Rarement, en quelques mois, on aura vu s’accumuler autant de signes de ruptures. Alors que notre monde, dix ans après la grande crise financière, se trouve à un nouveau tournant, géopolitique celui-là, la foi absolue de certains apôtres dans le pouvoir transformateur de la tech, en prise directe avec le schéma de pensée dominant de la Silicon Valley, pourrait être source de grandes désillusions.
Evgeny Morozov, le chercheur américain d’origine biélorusse, a fait de cette formule ironique un résumé de la perte de sens de notre époque : Pour tout résoudre, cliquez ici (Editions Fyp). Son best-seller mondial dénonce « l’aberration du solutionnisme technologique », le schéma de pensée dominant de la Silicon Valley qui veut nous faire croire que, pour chacun de nos problèmes, il y a, comme dit la publicité, « une application pour ça ». Ce livre, une sorte d’anti-Harari, l’auteur de Sapiens, une brève histoire de l’humanité et de Homo Deus, une brève histoire du futur, dénonce la foi absolue de certains dans le pouvoir transformateur de la tech.
Les métamorphoses du monde actuel ne sont certes pas que digitales. L’économie numérique en elle-même ne pèse pas grand-chose dans le PIB mondial : 5 % en France, 6 % aux États-Unis. L’économie dite « traditionnelle » est encore ultra-dominante ; mais elle est traversée par la révolution technologique dont le plus gros de la vague est à venir. Les nouveaux champions de ce monde-là sont américains, symbolisés par l’acronyme Gafam (Google, Apple, Facebook, Amazon, Microsoft, et bien d’autres), et leurs équivalents chinois, les fameux BATX (Baidu, Alibaba, Tencent, Xiaomi). L’Europe est dominée, colonisée, totalement absente de cette nouvelle forme de la mondialisation. Si nous ne réagissons pas, nous sommes condamnés à devenir de simples consommateurs béats des progrès qui vont enrichir des pays concurrents aux multinationales de plus en plus puissantes.
........
#### TÂCHES À RÉALISER
a – Répondez aux questions suivantes à partir de l'extrait sur le solutionnisme technologique.
(i) Quelle part du PIB l'économie numérique représente-t-elle aux États-Unis ?
(ii) Quel est le titre du livre d'Evgeny Morozov cité dans l'extrait ?
(iii) Quelles entreprises l'acronyme BATX désigne-t-il ?
b – Indiquez si chacune des affirmations suivantes concorde avec l'extrait sur le solutionnisme technologique, en citant les mots qui le montrent.
(i) L'économie numérique pèse 5 % du PIB en France.
(ii) L'Europe occupe une place de premier plan dans cette nouvelle forme de la mondialisation.
(iii) Evgeny Morozov est présenté comme un chercheur américain d'origine biélorusse.
c – Poursuivez l'extrait sur le solutionnisme technologique à partir de sa dernière phrase.

(Extraits d'un jeu de données d'annotation par points)
........
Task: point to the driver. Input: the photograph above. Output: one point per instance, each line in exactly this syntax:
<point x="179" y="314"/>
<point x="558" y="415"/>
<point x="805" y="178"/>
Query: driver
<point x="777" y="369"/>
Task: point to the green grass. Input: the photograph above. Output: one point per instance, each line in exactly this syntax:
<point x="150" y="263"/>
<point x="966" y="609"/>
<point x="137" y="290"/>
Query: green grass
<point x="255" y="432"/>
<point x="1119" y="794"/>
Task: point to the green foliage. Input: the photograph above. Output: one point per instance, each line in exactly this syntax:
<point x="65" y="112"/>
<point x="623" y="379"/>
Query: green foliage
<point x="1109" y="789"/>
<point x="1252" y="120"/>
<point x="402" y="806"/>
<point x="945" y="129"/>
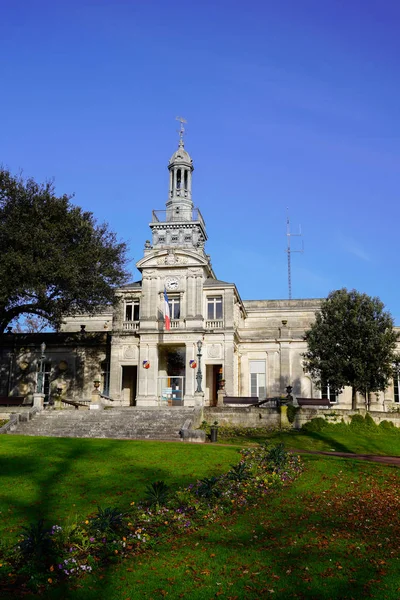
........
#### RÉPONSES RÉDIGÉES
a –
(i) 6 %.
(ii) Pour tout résoudre, cliquez ici.
(iii) Baidu, Alibaba, Tencent et Xiaomi.

b –
(i) Oui : « 5 % en France ».
(ii) Non : « L’Europe est dominée, colonisée, totalement absente de cette nouvelle forme de la mondialisation. »
(iii) Oui : « le chercheur américain d’origine biélorusse ».

c –
Economie de superstars et signes de ruptures
Cette économie de superstars, de premiers de cordée, se met en place au moment où le monde traverse une zone de tensions, pour ne pas dire une zone de dangers extrêmes. Rarement, en quelques mois, on aura vu s’accumuler autant de signes de ruptures. C’est Donald Trump, le président américain, qui, d’un tweet, atomise le semblant de communiqué conclu au sommet du G7, juste avant d’aller négocier seul à seul un semblant d’accord de dénucléarisation avec le dictateur nord-coréen. Le président américain, toujours, qui accélère la mise à mort du multilatéralisme, multipliant les mesures protectionnistes agressives, s’attirant des contre-mesures de tous ses partenaires, canadien, européens ou chinois. La démonstration in vivo de l’imbécillité de ces décisions est apportée par Harley Davidson qui, pour échapper aux sanctions européennes, délocalise hors des États-Unis. Ce qui s’appelle se tirer une balle dans le pied. On le sait bien, les guerres commerciales ne peuvent faire que des perdants et finissent mal en général.
Dix ans après la crise financière, un nouveau tournant. Géopolitique
En Europe, c’est la crise des migrants qui exacerbe les tensions politiques : elle déstabilise l’Allemagne d’Angela Merkel et entraîne l’Italie, un pays fondateur de l’UE, dans le populisme. L’Europe, qui avait jusqu’ici surmonté toutes les crises, agricoles, financières, se découvre impuissante, et mortelle.
L’ordre mondial, tel que nous l’avons connu depuis la fin de la Seconde Guerre mondiale, est bousculé, contesté jusque dans son essence par ceux-là mêmes qui devraient en être les garants. Si l’on ajoute à ce tableau la contestation partout de la démocratie par des régimes autoritaires dont certains se qualifient d’« illibéraux », la persistance de la menace terroriste qui s’étend, le réchauffement climatique dont on commence seulement à mesurer les conséquences, il est temps de regarder la réalité en face : dix ans après la crise financière de 2008, à laquelle nous n’avons survécu que parce que les banques centrales ont injecté des centaines de milliards de dollars pour sauver les banques, nous sommes en train de vivre en 2018 un nouveau tournant, géopolitique celui-là : sans doute la fin du monde tel que nous l’avons connu. Et nous allons entrer, à l’aube des années 2020, dans un autre paradigme : un monde VUCA +, encore plus volatil, incertain, complexe et ambigu que ne l’avait anticipé le Pentagone lorsque l’armée américaine a inventé ce concept dans sa vision du futur.
Faut-il se prépare au « retour du tragique dans l’histoire » ?
Certains, comme l’ancienne secrétaire d’État Madeleine Albright, regardent les années 2020 à venir avec le miroir des années 1930 :
« Il y a une tentation fasciste aux États-Unis et en Europe », prévient-elle dans son dernier livre.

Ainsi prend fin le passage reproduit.